◆ TASK BRIEF
Rewrite every line of the items below as a JSON list of strings, one string per line, omitting blank lines.

◆ ENTRIES
※ ※ ※

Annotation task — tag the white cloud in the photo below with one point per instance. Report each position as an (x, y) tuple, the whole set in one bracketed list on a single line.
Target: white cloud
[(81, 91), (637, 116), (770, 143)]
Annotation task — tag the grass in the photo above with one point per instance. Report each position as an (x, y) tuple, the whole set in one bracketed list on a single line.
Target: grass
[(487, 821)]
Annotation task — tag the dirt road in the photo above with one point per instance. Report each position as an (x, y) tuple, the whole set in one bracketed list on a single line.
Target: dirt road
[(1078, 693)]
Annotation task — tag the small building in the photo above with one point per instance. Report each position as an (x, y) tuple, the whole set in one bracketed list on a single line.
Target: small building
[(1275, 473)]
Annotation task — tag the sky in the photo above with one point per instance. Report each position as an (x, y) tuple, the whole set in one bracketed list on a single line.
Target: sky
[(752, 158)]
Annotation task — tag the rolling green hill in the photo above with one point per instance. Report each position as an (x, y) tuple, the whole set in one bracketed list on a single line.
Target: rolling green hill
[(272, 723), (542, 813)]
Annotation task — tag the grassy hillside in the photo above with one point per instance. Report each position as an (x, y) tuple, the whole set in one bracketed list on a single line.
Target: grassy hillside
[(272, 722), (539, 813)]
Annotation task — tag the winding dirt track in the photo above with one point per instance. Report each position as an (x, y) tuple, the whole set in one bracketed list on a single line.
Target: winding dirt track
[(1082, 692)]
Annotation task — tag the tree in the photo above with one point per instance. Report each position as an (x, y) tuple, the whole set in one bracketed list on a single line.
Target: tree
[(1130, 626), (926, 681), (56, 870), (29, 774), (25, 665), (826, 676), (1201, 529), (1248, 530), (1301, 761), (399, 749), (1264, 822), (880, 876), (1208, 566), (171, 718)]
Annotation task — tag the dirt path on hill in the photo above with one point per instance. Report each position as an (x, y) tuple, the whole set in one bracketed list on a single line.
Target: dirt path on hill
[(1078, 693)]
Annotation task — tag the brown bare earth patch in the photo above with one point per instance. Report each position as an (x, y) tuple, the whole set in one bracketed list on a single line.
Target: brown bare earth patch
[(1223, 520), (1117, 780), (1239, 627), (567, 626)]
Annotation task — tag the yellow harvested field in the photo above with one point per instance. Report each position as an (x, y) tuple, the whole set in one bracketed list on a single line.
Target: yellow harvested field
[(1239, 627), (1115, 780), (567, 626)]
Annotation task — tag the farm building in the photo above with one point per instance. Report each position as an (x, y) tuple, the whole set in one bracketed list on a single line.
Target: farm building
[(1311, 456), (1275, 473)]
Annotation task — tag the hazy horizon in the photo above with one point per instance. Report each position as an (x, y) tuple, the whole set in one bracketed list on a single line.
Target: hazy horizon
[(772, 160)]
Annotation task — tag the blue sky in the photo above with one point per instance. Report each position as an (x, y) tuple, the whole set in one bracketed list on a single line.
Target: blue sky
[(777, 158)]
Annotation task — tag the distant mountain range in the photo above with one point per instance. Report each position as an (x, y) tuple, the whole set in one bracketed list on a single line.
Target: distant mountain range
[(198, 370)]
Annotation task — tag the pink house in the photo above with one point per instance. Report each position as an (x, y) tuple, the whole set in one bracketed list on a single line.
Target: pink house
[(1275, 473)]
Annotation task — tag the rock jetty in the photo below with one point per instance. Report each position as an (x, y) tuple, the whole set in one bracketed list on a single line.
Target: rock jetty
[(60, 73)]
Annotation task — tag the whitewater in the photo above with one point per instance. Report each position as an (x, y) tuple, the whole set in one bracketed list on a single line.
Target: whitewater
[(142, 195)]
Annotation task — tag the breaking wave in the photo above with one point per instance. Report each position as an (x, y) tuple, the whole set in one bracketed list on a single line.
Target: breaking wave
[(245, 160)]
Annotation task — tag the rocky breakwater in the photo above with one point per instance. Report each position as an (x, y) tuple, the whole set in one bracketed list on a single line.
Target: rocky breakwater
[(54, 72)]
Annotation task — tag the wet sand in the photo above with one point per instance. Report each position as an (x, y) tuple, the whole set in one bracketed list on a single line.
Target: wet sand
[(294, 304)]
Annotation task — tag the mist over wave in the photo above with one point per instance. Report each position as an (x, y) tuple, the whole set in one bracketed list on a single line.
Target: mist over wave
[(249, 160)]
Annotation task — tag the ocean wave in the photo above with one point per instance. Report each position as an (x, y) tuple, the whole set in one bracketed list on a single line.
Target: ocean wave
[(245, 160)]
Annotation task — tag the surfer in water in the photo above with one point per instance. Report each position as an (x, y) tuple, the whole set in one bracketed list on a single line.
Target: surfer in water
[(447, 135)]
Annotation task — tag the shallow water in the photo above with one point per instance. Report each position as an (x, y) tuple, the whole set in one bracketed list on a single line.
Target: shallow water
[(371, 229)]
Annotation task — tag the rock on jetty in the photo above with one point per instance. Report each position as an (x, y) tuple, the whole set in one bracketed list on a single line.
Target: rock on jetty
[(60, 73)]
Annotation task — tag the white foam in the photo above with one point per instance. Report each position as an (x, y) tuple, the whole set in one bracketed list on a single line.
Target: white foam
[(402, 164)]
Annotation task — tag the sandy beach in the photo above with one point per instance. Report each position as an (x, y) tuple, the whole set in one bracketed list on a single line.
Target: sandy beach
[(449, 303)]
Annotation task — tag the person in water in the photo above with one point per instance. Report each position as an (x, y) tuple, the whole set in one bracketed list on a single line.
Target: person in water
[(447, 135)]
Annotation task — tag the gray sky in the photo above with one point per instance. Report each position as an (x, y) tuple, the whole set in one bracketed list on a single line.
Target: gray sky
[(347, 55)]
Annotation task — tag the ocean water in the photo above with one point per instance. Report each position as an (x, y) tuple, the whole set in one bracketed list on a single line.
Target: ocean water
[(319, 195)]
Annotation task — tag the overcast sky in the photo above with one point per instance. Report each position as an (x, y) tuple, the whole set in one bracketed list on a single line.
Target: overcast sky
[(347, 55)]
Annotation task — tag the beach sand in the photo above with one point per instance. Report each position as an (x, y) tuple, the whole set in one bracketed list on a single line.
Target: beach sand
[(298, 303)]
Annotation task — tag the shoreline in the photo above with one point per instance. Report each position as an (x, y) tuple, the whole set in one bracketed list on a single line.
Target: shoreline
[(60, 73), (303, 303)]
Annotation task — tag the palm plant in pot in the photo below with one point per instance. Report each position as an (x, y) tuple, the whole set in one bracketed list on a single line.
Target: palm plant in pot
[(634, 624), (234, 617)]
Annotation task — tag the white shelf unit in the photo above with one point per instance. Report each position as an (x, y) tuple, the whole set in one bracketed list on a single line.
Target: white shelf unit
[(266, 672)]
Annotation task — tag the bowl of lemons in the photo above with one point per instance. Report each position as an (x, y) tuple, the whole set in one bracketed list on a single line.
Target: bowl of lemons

※ ※ ※

◆ EXERCISE RESULT
[
  "Annotation task — tag the white cloud in the photo below with one point per instance. Report each position as an (x, y) tuple, the whole set in one bracketed list on a single line.",
  "Target: white cloud",
  "[(81, 91), (637, 116), (770, 143)]",
  "Annotation task — tag the grass in the photo above with one point per instance. Report each position as an (x, y) tuple, the whole set in one bracketed list on a single line.",
  "Target: grass",
  "[(487, 821)]",
  "Annotation task — tag the dirt road in the photo above with one point per instance. Report each position as an (x, y) tuple, the whole set in one bracketed list on a single line.",
  "Target: dirt road",
  "[(1078, 693)]",
  "Annotation task — tag the small building in the photo above with one point per instance. Report each position as an (x, y) tuple, the whole set in one bracketed list on a single line.",
  "Target: small building",
  "[(1275, 473)]",
  "Annotation task — tag the sky in the photo above with one point per instance. Report each position as an (x, y) tuple, the whole set in one bracketed list on a single line.",
  "Target: sky",
  "[(752, 158)]",
  "Annotation task — tag the rolling green hill in the photo above with one point per instance. Report each position as an (x, y) tuple, the whole set in one bracketed list on a single line.",
  "Target: rolling green hill",
  "[(272, 723), (542, 813)]",
  "Annotation task — tag the grassy hillside in the photo above with one point per instance. Report each position as an (x, y) tuple, the whole set in one bracketed list on a single line.",
  "Target: grassy hillside",
  "[(272, 722), (539, 813)]",
  "Annotation task — tag the winding dirt track in the photo above with one point per instance. Report each position as an (x, y) tuple, the whole set in one bracketed list on a single line.",
  "Target: winding dirt track",
  "[(1082, 692)]",
  "Annotation task — tag the tree in the photo above with one point per instance. Report each position as an (x, y) tuple, the whole set in one bracketed list on a single line.",
  "Target: tree",
  "[(1130, 626), (926, 681), (56, 870), (29, 774), (25, 665), (826, 676), (1201, 529), (1248, 530), (1301, 761), (399, 749), (1264, 822), (880, 876), (1208, 566), (171, 718)]",
  "Annotation task — tag the dirt path on hill in the photo above with one point per instance. Report each position as an (x, y) tuple, the whole set in one bracketed list on a single line.",
  "Target: dirt path on hill",
  "[(1078, 693)]",
  "Annotation task — tag the brown bare earth patch in the photo above with one point per instance. Report each position as an (x, y) tuple, the whole set in one bracketed list on a single line.",
  "Target: brown bare earth patch",
  "[(1223, 520), (1117, 780), (1239, 627), (567, 626)]",
  "Annotation task — tag the yellow harvested field in the photo above with one point per instance. Report each position as an (x, y) tuple, the whole set in one bracketed list on a single line.",
  "Target: yellow harvested field",
  "[(1239, 627), (1115, 780), (567, 626)]",
  "Annotation task — tag the farm building in the photo above with one point per instance. Report each position as an (x, y) tuple, the whole set in one bracketed list on a single line.",
  "Target: farm building",
  "[(1311, 456), (1275, 473)]",
  "Annotation task — tag the hazy horizon in the photo above with one point per instance. Report each position as an (x, y) tuple, the whole set in one bracketed list on a single line.",
  "Target: hazy horizon",
  "[(772, 160)]",
  "Annotation task — tag the blue sky in the photo above with one point per instance. Report each position as an (x, y) tuple, the whole set in one bracketed list on a single line.",
  "Target: blue sky",
  "[(777, 158)]",
  "Annotation task — tag the distant mountain range in the photo above with one point per instance. Report each position as an (x, y) tuple, the whole set in one bracketed list on a single line.",
  "Target: distant mountain range",
  "[(198, 370)]",
  "Annotation task — tag the pink house in the photo above with one point per instance. Report each position as an (x, y) tuple, the whole set in one bracketed list on a single line.",
  "Target: pink house",
  "[(1275, 473)]",
  "Annotation task — tag the rock jetty in the photo below with one point per instance. Report each position as an (x, y) tuple, the whole set in one bracketed list on a single line.",
  "Target: rock jetty",
  "[(60, 73)]",
  "Annotation task — tag the whitewater in the photo above with one point per instance. Report each position as an (x, y) tuple, the whole set in one bracketed list on a single line.",
  "Target: whitewater",
  "[(142, 195)]",
  "Annotation task — tag the breaking wave in the photo above with one point per instance. Report each position as an (x, y) tuple, the whole set in one bracketed list on a single line.",
  "Target: breaking wave",
  "[(245, 160)]",
  "Annotation task — tag the rocky breakwater in the photo above with one point per instance. Report each position as an (x, y) tuple, the whole set in one bracketed list on a single line.",
  "Target: rocky breakwater",
  "[(54, 72)]",
  "Annotation task — tag the wet sand in the photo above with one point per instance. Report each position as an (x, y) tuple, the whole set in one bracketed list on a single line.",
  "Target: wet sand",
  "[(294, 304)]",
  "Annotation task — tag the mist over wave in the photo above with one point per instance. Report each position as an (x, y) tuple, the whole set in one bracketed list on a single line.",
  "Target: mist over wave",
  "[(249, 160)]",
  "Annotation task — tag the ocean wave in the photo above with one point per instance. Report each position as an (x, y) tuple, the whole set in one bracketed list on a single line.",
  "Target: ocean wave",
  "[(245, 160)]",
  "Annotation task — tag the surfer in water in the photo above with one point per instance. Report each position as an (x, y) tuple, the whole set in one bracketed list on a single line.",
  "Target: surfer in water",
  "[(447, 135)]",
  "Annotation task — tag the shallow water in the photo above with one point per instance. Report each position as an (x, y) tuple, the whole set in one bracketed list on a single line.",
  "Target: shallow water",
  "[(371, 229)]",
  "Annotation task — tag the rock on jetty in the photo above with one point per instance. Report each position as an (x, y) tuple, the whole set in one bracketed list on a single line.",
  "Target: rock on jetty",
  "[(60, 73)]",
  "Annotation task — tag the white foam in the photo above with one point per instance. Report each position as an (x, y) tuple, the whole set in one bracketed list on a single line.",
  "Target: white foam",
  "[(402, 164)]",
  "Annotation task — tag the sandy beach in the photo above with one point per instance. Report each position as an (x, y) tuple, the whole set in one bracketed list on a single line.",
  "Target: sandy beach",
  "[(449, 303)]",
  "Annotation task — tag the person in water in the photo above with one point per instance. Report each position as an (x, y) tuple, the whole set in one bracketed list on a single line.",
  "Target: person in water",
  "[(447, 135)]",
  "Annotation task — tag the gray sky in the photo above with one point per instance. Report each position as an (x, y) tuple, the whole set in one bracketed list on a single line.",
  "Target: gray sky",
  "[(347, 55)]",
  "Annotation task — tag the ocean water in the photo above with one point per instance. Report each position as an (x, y) tuple, the whole set in one bracketed list on a single line.",
  "Target: ocean water",
  "[(319, 195)]",
  "Annotation task — tag the overcast sky in the photo above with one point per instance. Report each position as an (x, y) tuple, the whole set in one bracketed list on a single line.",
  "Target: overcast sky",
  "[(347, 55)]",
  "Annotation task — tag the beach sand in the photo above with one point per instance. Report each position as an (x, y) tuple, the whole set in one bracketed list on a single line.",
  "Target: beach sand",
  "[(298, 303)]",
  "Annotation task — tag the shoreline in the photo above with one point per instance. Report each position as an (x, y) tuple, the whole set in one bracketed list on a single line.",
  "Target: shoreline",
  "[(60, 73), (303, 303)]",
  "Annotation task — tag the palm plant in pot in the photo below with one point per instance. Report each position as an (x, y) tuple, the whole set in one bracketed list on a single line.",
  "Target: palm plant in pot",
  "[(634, 624), (234, 617)]",
  "Annotation task — tag the white shelf unit in the photo above with one point per instance. Report each position as an (x, y) tuple, the whole set in one bracketed list on a single line.",
  "Target: white shelf unit",
  "[(266, 672)]",
  "Annotation task — tag the bowl of lemons in the photo above with one point per instance. Report each position as an (x, y) tuple, the whole set in one bracketed list on a single line.",
  "Target: bowl of lemons"
]